**** MATERIAL FOR THIS TASK
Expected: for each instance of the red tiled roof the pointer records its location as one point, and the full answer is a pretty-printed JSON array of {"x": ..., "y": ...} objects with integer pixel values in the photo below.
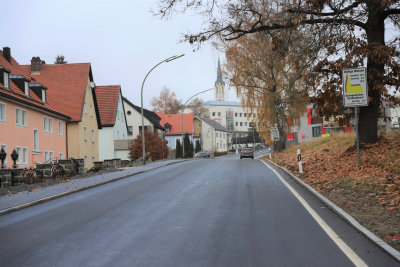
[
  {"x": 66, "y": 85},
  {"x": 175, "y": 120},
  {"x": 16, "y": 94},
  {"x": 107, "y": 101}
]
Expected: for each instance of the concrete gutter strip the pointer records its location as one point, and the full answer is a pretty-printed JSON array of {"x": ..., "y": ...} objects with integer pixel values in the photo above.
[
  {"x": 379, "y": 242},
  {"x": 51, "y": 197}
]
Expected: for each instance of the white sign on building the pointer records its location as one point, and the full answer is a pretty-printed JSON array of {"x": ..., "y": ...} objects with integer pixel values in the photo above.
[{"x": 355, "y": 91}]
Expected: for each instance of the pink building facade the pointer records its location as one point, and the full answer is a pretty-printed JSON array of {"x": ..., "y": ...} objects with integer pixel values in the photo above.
********
- WORK ITEM -
Set down exactly the line that holds "Expected: for each instance of the concrete" and all lines after it to the end of the data.

- WRITTEN SOLUTION -
Expected: for each instance of the concrete gutter strip the pointer records its location as one point, and the full answer is a pretty-printed JSON array of {"x": ..., "y": ...} objects with integer pixel values in the photo above.
[
  {"x": 379, "y": 242},
  {"x": 51, "y": 197}
]
Expected: for each instance of the white sign on building the pointer records its location as one point, and the full answer is a pretty-printed JSON array of {"x": ..., "y": ...} objects with integer pixel values in the photo above.
[{"x": 355, "y": 91}]
Expected: for each instance of the pink building facade the pointer records its location as one point, and the full answer is a pretty-printed JSON array of {"x": ..., "y": ...} objects with integer pixel values in the photo above.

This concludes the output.